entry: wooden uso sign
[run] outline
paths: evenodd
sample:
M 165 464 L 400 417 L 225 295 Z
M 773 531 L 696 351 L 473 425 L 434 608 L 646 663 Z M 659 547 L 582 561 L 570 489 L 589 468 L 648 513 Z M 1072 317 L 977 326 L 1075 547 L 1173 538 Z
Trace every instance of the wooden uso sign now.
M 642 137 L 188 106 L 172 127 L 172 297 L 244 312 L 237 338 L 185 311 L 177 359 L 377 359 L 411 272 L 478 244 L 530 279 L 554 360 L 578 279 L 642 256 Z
○ ○ ○ ○ ○ ○ ○
_What you should do_.
Tally the lines of the material that contain the word "wooden", and give only the number.

_Correct result_.
2